WHAT YOU ARE ASKED TO DO: Beginning at the line that contains "Each instance receives one keypoint. Tag the tree line", transcribe every line up to the last one in the material below. Include no other lines.

PROVIDED DATA:
################

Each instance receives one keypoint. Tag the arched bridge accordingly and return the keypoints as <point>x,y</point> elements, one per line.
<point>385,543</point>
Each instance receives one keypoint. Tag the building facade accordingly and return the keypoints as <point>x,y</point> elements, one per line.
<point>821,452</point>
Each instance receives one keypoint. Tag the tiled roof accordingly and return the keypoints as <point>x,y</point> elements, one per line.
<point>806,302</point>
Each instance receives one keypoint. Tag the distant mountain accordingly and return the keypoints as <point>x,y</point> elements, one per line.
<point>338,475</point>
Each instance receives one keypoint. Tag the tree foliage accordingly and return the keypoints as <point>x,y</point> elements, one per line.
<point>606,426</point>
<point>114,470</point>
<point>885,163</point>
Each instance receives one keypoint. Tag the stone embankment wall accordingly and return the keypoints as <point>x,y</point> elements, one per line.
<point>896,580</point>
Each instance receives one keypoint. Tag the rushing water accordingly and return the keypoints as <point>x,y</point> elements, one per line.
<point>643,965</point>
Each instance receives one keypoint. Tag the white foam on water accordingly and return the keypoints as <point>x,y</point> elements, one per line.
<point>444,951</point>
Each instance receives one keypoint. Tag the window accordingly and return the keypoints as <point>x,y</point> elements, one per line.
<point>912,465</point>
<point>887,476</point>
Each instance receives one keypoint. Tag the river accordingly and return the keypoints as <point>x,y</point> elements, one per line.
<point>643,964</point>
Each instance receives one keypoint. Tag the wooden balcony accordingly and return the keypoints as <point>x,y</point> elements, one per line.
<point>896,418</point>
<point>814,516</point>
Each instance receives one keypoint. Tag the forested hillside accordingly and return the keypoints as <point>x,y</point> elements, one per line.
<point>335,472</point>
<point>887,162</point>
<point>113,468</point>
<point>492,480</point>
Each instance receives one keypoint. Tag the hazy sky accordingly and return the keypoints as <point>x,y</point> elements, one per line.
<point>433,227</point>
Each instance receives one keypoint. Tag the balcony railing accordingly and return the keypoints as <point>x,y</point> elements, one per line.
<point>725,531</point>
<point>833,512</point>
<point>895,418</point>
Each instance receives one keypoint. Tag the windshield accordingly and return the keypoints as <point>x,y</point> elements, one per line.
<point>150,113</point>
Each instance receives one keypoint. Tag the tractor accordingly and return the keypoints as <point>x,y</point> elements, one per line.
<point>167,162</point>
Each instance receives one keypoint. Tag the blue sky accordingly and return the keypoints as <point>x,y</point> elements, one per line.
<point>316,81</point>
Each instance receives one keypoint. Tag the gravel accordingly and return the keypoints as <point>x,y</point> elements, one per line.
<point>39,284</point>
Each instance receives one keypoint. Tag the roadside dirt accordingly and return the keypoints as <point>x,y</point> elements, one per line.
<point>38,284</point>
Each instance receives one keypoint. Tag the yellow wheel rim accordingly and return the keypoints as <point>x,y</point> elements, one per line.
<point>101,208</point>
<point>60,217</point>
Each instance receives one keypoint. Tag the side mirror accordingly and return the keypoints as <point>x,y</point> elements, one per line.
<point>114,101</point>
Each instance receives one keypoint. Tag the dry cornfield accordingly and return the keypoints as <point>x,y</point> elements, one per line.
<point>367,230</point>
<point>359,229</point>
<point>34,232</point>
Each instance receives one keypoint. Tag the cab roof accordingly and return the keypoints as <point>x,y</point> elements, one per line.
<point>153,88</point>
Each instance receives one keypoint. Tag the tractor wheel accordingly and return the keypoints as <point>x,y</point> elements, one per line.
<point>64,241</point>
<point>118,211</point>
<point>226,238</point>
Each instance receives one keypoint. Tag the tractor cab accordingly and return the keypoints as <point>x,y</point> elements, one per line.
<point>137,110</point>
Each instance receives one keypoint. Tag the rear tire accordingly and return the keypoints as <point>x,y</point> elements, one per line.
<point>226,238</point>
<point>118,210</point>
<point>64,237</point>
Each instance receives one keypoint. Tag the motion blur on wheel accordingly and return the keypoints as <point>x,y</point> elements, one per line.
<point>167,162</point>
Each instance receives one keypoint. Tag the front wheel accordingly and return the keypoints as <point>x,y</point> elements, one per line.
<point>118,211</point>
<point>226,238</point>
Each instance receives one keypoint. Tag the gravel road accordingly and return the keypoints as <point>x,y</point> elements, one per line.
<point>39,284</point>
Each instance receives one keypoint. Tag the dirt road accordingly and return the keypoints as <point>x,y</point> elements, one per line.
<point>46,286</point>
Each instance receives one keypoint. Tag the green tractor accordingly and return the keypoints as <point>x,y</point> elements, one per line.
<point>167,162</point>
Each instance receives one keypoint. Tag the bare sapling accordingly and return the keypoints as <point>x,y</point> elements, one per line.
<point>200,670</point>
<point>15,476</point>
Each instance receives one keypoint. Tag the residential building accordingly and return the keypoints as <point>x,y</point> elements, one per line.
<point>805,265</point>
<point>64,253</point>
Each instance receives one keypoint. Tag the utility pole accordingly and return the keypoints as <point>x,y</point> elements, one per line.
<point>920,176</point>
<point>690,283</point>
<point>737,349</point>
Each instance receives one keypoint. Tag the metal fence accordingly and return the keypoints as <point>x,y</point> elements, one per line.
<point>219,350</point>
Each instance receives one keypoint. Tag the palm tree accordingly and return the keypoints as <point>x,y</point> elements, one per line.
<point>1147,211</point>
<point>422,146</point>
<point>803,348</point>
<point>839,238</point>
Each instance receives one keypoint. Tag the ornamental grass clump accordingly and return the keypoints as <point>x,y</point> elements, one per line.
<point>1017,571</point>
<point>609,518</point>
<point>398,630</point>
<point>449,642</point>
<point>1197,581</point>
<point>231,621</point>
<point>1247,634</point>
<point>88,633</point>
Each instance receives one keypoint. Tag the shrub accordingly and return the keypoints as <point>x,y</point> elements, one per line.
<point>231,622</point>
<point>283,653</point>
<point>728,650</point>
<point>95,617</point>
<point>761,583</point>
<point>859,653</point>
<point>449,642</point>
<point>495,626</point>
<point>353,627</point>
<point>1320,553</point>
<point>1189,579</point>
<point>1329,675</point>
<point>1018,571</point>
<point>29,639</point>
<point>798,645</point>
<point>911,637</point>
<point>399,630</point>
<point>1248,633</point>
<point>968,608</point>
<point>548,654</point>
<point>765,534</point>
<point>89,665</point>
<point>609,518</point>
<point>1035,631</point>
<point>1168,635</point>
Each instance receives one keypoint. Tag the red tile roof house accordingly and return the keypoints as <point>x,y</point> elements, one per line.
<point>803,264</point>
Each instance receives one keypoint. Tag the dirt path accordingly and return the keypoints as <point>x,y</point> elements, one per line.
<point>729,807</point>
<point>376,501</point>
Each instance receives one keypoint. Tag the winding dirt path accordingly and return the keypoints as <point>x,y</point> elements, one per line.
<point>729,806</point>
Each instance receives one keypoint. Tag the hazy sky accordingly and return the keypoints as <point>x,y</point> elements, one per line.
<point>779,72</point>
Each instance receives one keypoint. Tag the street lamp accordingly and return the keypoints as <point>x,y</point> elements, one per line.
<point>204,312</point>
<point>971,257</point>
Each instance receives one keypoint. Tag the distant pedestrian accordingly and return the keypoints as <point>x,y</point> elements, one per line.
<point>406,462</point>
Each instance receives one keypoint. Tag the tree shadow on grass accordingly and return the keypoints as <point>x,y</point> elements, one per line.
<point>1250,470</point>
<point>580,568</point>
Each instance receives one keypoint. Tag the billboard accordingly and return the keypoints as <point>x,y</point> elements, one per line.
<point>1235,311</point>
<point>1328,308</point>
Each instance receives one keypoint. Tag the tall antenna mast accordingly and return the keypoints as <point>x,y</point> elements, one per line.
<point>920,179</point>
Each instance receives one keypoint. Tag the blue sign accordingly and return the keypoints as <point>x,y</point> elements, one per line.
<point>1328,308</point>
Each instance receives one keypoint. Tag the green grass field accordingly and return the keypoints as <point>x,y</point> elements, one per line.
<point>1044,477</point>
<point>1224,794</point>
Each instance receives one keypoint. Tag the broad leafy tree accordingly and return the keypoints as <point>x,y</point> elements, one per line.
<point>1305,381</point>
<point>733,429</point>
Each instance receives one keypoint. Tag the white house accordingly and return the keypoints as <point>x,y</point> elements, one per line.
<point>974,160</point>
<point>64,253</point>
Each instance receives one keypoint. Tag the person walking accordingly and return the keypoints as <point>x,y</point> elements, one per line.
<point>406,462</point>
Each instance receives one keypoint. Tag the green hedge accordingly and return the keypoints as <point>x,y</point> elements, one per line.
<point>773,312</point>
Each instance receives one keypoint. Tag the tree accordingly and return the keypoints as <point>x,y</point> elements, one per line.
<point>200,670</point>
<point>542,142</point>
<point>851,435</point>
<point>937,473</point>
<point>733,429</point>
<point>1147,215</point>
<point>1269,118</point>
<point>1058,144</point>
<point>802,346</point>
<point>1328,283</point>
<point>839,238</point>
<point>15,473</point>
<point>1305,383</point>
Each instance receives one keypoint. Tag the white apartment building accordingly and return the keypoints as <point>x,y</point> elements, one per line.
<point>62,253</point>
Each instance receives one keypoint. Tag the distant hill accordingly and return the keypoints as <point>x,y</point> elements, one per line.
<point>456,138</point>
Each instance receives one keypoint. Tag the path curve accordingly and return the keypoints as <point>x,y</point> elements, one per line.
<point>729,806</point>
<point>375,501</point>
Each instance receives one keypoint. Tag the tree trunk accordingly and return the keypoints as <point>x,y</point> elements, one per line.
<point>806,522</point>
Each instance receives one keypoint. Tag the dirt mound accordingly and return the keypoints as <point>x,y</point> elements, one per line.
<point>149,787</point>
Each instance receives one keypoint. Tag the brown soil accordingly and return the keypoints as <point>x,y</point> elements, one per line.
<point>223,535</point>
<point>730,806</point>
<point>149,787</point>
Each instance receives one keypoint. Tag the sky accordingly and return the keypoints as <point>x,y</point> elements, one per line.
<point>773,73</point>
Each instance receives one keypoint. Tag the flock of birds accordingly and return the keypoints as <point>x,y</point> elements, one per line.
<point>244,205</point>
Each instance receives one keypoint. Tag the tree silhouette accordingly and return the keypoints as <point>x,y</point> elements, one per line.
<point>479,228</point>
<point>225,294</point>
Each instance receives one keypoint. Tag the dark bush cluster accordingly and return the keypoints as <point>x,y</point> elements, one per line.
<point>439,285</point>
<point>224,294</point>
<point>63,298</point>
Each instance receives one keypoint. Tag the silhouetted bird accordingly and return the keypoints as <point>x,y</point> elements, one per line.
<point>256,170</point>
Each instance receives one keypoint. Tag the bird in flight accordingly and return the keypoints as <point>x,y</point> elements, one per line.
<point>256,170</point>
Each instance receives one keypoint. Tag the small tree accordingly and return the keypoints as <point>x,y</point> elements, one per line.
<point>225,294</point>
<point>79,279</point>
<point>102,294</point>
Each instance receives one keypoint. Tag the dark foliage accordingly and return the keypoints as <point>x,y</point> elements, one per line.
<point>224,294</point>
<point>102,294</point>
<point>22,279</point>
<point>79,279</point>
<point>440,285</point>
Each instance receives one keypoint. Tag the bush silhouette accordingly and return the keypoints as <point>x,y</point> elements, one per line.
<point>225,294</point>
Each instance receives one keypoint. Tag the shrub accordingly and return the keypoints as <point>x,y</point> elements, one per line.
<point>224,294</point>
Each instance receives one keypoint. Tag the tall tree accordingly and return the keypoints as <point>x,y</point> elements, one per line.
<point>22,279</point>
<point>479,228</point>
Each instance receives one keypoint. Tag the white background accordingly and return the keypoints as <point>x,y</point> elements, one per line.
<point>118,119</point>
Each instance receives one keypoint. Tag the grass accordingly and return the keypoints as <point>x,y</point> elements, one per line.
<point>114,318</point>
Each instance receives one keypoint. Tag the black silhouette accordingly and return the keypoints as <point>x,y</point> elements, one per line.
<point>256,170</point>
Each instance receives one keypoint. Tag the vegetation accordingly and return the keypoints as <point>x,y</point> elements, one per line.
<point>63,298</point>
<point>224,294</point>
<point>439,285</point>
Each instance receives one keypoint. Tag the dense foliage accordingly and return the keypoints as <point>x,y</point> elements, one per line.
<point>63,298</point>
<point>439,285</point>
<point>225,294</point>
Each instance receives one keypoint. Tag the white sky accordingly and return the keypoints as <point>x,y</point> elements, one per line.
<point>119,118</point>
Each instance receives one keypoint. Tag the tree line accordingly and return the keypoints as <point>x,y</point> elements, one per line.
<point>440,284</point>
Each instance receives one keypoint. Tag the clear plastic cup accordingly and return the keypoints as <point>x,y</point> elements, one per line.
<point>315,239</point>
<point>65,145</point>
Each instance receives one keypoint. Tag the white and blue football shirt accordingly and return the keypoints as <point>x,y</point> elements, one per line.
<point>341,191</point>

################

SOLUTION:
Each instance receives one keypoint. Tag the tree line accordingly and return the keypoints as <point>x,y</point> elements, one per line.
<point>440,284</point>
Each instance receives one keypoint. Tag the clear plastic cup accordingly and return the keypoints as <point>x,y</point> elements, one per line.
<point>315,239</point>
<point>65,145</point>
Each instance receives one keypoint. Tag the white and blue football shirt accordingly and return the keypoints as <point>x,y</point> elements, one per line.
<point>341,191</point>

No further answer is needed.